WHAT YOU WILL DO:
All lines from the one with "like [486, 433]." to the end need to be copied exactly, with nothing before them.

DATA SECTION:
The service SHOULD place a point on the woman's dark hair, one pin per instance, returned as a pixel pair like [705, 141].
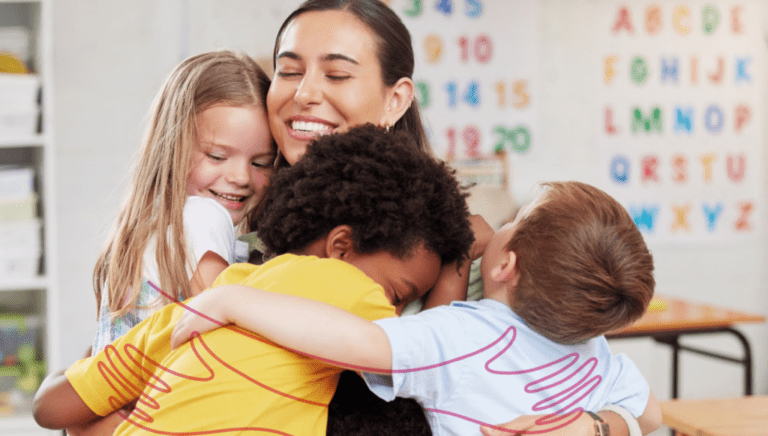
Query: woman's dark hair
[393, 196]
[393, 41]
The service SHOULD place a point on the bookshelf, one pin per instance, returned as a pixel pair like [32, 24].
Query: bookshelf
[28, 287]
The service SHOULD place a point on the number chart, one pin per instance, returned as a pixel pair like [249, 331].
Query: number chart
[475, 77]
[682, 114]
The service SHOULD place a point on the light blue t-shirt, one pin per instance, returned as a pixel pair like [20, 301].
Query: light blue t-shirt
[480, 363]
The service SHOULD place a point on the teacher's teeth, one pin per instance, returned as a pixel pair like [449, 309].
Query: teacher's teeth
[310, 126]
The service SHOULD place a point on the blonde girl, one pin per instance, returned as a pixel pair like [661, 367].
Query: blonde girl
[205, 162]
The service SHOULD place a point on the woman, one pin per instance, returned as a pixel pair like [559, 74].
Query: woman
[340, 63]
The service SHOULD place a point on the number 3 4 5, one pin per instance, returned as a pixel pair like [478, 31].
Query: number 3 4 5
[472, 9]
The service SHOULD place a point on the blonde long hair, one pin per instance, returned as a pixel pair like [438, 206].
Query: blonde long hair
[155, 200]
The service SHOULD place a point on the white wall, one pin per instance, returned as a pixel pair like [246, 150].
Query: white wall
[111, 57]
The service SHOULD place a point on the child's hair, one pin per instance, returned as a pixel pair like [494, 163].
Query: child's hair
[584, 267]
[356, 411]
[155, 202]
[393, 195]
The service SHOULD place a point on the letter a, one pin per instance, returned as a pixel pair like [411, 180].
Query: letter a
[622, 21]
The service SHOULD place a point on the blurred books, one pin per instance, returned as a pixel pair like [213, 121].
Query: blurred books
[20, 229]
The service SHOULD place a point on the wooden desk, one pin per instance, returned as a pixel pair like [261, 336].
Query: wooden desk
[746, 416]
[680, 317]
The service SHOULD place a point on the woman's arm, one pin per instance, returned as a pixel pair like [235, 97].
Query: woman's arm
[345, 340]
[583, 426]
[208, 268]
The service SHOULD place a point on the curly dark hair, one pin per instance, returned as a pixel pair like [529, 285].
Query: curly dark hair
[393, 195]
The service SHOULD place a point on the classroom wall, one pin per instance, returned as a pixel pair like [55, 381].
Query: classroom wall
[111, 56]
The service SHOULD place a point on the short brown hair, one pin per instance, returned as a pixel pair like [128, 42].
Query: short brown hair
[584, 267]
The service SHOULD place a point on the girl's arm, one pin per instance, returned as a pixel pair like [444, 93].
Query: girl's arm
[345, 340]
[650, 420]
[57, 405]
[208, 268]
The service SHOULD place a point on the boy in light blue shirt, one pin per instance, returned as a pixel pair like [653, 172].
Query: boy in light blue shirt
[570, 268]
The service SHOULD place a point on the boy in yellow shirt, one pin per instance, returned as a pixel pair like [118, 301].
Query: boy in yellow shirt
[363, 222]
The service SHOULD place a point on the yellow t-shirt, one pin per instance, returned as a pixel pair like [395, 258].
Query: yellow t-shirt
[228, 380]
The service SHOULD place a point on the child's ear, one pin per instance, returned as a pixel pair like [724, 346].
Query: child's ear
[338, 244]
[506, 269]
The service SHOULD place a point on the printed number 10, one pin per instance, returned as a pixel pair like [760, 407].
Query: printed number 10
[483, 48]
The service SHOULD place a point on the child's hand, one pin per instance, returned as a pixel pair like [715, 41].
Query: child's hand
[201, 314]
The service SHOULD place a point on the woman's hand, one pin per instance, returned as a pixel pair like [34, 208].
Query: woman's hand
[575, 424]
[483, 233]
[202, 314]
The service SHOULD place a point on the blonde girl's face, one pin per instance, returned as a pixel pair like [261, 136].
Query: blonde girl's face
[327, 79]
[233, 157]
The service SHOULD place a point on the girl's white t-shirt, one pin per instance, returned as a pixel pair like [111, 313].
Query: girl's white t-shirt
[207, 227]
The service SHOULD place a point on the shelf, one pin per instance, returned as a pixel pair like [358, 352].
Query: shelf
[30, 284]
[22, 141]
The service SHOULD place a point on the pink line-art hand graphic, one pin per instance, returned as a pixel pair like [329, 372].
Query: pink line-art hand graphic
[564, 382]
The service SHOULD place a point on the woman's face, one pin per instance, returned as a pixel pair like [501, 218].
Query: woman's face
[327, 79]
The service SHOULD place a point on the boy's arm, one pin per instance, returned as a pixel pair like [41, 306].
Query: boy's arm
[306, 326]
[56, 404]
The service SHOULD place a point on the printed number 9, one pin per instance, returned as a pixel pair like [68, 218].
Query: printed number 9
[433, 45]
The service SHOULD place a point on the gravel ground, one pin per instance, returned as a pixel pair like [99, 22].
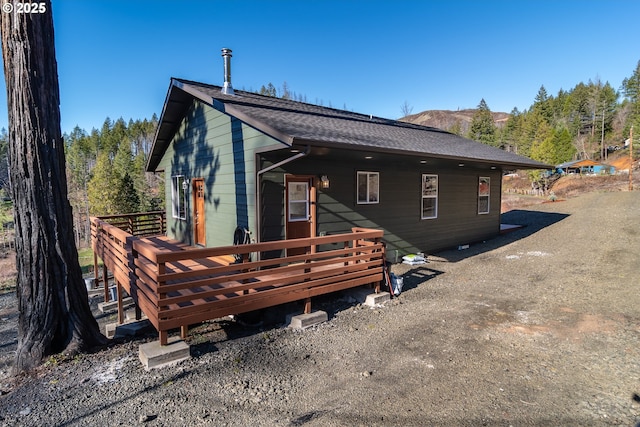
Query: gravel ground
[540, 326]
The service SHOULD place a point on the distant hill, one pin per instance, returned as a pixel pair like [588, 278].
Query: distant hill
[447, 120]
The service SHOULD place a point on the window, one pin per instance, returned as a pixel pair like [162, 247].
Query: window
[368, 187]
[429, 196]
[298, 201]
[484, 184]
[179, 196]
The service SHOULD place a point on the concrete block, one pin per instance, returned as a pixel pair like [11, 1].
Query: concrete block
[153, 355]
[303, 321]
[369, 298]
[129, 329]
[373, 299]
[110, 330]
[105, 307]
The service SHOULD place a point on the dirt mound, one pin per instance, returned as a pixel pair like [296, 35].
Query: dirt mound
[574, 185]
[621, 163]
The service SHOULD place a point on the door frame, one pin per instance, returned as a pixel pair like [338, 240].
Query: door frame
[202, 225]
[312, 196]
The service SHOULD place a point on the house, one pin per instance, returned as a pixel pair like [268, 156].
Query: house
[286, 169]
[585, 166]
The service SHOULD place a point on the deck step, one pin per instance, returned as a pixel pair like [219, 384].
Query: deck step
[153, 355]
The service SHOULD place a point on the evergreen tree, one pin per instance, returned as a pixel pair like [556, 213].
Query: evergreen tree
[127, 200]
[103, 187]
[631, 92]
[482, 127]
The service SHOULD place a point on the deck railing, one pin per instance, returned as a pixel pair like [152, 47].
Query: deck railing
[178, 286]
[139, 224]
[111, 237]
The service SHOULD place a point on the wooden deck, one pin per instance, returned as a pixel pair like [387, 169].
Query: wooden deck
[176, 285]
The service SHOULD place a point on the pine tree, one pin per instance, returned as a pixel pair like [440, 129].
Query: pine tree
[482, 127]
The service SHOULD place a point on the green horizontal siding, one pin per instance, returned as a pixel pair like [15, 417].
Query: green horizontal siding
[211, 145]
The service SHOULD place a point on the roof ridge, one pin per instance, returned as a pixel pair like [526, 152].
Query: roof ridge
[342, 114]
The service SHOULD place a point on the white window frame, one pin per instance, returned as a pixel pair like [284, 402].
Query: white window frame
[429, 196]
[179, 197]
[484, 195]
[369, 200]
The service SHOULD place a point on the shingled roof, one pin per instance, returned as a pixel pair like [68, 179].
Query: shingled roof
[293, 122]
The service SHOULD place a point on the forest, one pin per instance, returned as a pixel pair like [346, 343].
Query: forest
[106, 166]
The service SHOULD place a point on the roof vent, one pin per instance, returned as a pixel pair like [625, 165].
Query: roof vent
[227, 88]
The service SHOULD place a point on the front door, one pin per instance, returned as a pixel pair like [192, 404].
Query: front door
[198, 211]
[300, 209]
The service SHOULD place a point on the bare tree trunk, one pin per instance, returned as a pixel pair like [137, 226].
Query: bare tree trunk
[54, 313]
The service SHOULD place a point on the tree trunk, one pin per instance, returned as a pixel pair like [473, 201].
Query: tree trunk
[54, 313]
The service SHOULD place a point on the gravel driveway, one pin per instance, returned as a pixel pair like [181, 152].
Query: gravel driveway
[540, 326]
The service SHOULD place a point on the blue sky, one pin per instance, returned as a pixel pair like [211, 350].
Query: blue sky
[115, 58]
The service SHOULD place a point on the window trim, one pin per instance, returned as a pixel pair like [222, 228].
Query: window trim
[178, 203]
[435, 197]
[368, 175]
[486, 196]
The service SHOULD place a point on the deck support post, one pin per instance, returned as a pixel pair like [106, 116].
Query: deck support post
[105, 281]
[120, 305]
[163, 337]
[96, 278]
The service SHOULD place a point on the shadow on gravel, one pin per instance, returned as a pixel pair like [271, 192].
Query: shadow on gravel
[531, 222]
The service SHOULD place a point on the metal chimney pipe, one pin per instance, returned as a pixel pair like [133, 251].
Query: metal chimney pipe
[227, 88]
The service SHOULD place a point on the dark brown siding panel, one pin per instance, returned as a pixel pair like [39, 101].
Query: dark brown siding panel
[398, 212]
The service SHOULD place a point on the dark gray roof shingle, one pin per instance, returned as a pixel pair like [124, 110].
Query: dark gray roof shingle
[292, 121]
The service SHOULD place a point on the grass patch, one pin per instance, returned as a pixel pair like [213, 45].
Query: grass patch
[85, 257]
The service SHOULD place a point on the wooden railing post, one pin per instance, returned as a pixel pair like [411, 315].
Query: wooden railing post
[163, 334]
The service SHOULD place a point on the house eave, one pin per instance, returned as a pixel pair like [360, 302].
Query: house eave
[489, 163]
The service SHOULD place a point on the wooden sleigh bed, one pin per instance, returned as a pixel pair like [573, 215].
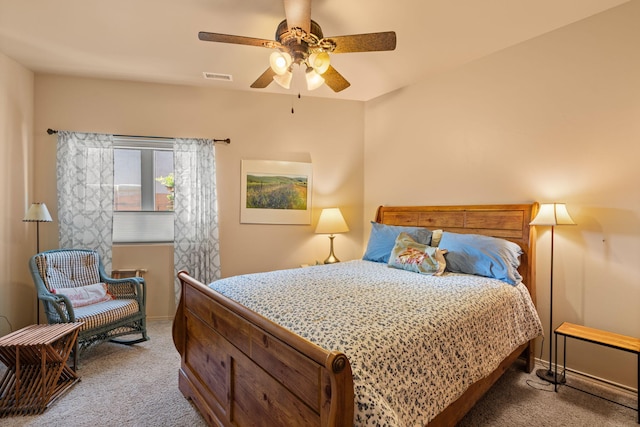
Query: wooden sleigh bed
[240, 368]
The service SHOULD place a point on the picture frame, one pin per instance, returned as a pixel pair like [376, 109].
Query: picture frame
[275, 192]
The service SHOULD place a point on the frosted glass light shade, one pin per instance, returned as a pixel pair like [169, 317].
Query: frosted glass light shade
[331, 222]
[553, 214]
[38, 212]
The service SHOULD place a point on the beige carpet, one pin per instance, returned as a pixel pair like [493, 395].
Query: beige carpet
[138, 386]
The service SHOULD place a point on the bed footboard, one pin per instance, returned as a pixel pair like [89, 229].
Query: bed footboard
[240, 368]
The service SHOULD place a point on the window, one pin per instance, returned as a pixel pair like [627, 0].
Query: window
[143, 190]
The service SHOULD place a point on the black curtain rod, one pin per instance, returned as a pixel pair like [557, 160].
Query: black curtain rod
[226, 140]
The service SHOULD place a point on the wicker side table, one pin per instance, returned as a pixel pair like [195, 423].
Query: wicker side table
[36, 357]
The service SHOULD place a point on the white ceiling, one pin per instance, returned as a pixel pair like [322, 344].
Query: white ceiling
[156, 40]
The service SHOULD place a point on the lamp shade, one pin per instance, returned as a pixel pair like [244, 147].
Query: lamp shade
[553, 214]
[38, 212]
[331, 222]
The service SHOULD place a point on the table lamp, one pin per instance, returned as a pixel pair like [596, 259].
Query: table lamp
[331, 222]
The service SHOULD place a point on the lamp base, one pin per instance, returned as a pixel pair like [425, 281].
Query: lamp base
[549, 376]
[331, 259]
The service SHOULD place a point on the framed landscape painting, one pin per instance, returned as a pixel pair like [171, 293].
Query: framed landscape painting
[275, 192]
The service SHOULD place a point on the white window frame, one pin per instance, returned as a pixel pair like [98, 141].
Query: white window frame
[146, 225]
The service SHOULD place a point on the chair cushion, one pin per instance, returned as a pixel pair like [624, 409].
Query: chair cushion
[71, 269]
[103, 313]
[85, 295]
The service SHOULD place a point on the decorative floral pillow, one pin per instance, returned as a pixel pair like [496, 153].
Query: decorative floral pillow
[383, 237]
[86, 295]
[407, 254]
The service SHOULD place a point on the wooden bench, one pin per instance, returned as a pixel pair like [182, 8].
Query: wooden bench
[600, 337]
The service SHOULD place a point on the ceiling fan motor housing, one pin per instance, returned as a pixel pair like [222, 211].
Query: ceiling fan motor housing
[298, 42]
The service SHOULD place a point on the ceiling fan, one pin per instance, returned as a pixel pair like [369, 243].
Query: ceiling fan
[299, 41]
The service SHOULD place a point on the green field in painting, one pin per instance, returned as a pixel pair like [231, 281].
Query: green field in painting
[276, 192]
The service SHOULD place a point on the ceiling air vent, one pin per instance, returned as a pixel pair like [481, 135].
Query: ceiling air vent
[217, 76]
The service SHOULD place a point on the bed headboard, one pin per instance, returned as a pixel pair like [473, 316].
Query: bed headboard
[509, 222]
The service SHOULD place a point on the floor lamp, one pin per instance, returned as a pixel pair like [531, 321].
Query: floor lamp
[331, 222]
[551, 214]
[37, 213]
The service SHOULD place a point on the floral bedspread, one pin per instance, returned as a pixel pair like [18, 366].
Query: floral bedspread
[415, 342]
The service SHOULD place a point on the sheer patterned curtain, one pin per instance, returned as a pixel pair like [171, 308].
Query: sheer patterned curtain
[196, 245]
[85, 192]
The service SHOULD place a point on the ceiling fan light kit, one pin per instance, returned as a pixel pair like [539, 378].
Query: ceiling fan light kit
[280, 62]
[314, 80]
[299, 41]
[284, 80]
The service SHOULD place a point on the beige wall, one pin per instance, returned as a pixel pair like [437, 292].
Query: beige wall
[17, 238]
[552, 119]
[327, 133]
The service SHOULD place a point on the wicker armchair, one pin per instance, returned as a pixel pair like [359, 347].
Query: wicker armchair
[71, 286]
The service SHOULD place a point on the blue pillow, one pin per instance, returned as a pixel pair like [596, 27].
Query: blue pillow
[383, 239]
[482, 255]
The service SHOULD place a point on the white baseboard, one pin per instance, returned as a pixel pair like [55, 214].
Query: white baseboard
[633, 392]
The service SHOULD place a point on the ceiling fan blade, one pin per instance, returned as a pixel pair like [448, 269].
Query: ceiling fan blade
[334, 80]
[226, 38]
[264, 80]
[298, 14]
[372, 42]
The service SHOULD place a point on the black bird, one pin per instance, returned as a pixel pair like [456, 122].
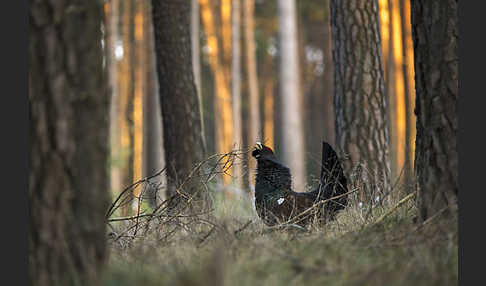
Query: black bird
[276, 203]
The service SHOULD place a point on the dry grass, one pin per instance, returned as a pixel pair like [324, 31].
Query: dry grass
[349, 251]
[229, 245]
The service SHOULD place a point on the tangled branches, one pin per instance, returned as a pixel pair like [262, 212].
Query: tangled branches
[188, 209]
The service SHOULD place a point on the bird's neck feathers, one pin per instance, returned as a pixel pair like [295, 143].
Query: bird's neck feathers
[271, 176]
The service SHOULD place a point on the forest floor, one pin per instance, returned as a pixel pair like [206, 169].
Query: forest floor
[354, 249]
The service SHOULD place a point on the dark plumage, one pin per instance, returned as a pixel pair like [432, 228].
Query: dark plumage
[275, 202]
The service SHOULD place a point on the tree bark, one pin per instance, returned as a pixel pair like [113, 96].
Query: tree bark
[254, 130]
[154, 157]
[236, 87]
[183, 143]
[292, 126]
[196, 61]
[359, 94]
[435, 34]
[68, 109]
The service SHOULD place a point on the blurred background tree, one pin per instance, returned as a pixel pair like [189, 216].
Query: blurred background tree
[228, 123]
[69, 112]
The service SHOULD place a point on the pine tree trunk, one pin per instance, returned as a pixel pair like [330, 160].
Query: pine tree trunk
[183, 142]
[435, 34]
[154, 157]
[236, 87]
[68, 109]
[254, 130]
[292, 126]
[196, 61]
[359, 94]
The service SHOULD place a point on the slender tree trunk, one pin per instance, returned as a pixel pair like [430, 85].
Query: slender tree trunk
[126, 82]
[223, 117]
[409, 88]
[359, 94]
[236, 87]
[178, 95]
[138, 96]
[68, 110]
[292, 126]
[113, 71]
[154, 157]
[328, 107]
[268, 102]
[196, 61]
[435, 34]
[254, 130]
[389, 68]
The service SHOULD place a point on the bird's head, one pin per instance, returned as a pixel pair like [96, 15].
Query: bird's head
[261, 150]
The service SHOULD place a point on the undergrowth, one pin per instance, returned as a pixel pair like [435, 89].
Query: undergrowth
[231, 246]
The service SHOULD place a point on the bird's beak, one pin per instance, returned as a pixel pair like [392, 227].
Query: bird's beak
[258, 146]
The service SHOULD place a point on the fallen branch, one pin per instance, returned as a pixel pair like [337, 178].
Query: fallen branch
[400, 203]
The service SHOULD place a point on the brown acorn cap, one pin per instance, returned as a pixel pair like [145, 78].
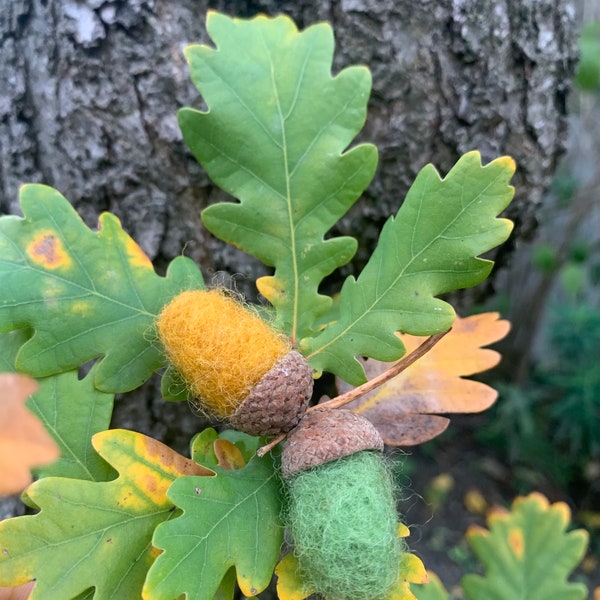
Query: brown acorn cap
[325, 435]
[279, 400]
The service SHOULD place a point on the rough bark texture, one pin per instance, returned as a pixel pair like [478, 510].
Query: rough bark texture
[90, 91]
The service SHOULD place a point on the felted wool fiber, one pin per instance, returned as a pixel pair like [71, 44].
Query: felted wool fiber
[219, 347]
[342, 517]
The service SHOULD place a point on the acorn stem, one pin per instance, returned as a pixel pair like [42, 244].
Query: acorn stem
[359, 391]
[394, 370]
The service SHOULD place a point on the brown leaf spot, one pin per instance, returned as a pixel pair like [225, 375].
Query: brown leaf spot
[47, 250]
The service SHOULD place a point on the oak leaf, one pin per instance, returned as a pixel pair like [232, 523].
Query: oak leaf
[95, 535]
[406, 409]
[24, 443]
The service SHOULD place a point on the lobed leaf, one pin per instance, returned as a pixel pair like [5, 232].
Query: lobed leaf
[85, 294]
[95, 534]
[406, 408]
[228, 521]
[275, 137]
[527, 553]
[24, 443]
[72, 410]
[429, 248]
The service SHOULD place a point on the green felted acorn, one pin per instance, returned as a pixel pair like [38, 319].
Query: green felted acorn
[341, 507]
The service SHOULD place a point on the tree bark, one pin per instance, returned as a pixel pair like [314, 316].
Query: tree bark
[90, 91]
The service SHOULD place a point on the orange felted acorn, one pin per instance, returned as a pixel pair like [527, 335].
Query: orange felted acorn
[236, 365]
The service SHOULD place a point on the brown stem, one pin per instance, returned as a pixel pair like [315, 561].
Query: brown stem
[264, 449]
[370, 385]
[394, 370]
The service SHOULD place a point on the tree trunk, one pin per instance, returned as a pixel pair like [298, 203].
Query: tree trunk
[90, 91]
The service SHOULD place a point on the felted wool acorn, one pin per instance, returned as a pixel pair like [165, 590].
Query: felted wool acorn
[235, 364]
[341, 508]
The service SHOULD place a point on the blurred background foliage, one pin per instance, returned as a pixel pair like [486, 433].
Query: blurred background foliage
[543, 433]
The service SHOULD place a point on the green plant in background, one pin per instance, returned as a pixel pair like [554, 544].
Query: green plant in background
[121, 515]
[527, 553]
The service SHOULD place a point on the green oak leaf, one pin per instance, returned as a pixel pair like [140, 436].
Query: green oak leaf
[95, 534]
[429, 248]
[527, 553]
[275, 137]
[85, 293]
[71, 410]
[231, 520]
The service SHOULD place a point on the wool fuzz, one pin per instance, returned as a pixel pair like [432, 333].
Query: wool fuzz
[220, 348]
[342, 517]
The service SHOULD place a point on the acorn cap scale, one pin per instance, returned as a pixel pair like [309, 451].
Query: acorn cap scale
[279, 400]
[325, 435]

TASK ANSWER:
The service SHOULD place a point on the blurred background foliage, one pin per instance, returned as a pixel pair like [486, 433].
Query: blurred background foliage
[543, 433]
The service SHOULD place a point on the green plant in background, one pin per instance, returned as a pixel pair like [554, 544].
Query: green plant in background
[121, 515]
[527, 553]
The service SHOULD place a point on the green oak leaf, one pin per instance, returned as a pixel pair like [140, 436].
Query: green oak leaf
[95, 534]
[429, 248]
[527, 553]
[275, 137]
[85, 293]
[71, 410]
[231, 520]
The service SHOULD place a point on the wool fuzz, one pin per instance, returned as a pixel pair like [432, 333].
Query: wool fuzz
[220, 348]
[342, 517]
The service SHOULD place a point on the acorn cap scale, one pin per instance, returned as a pixel pair like [309, 451].
Query: acorn cap scale
[279, 400]
[325, 435]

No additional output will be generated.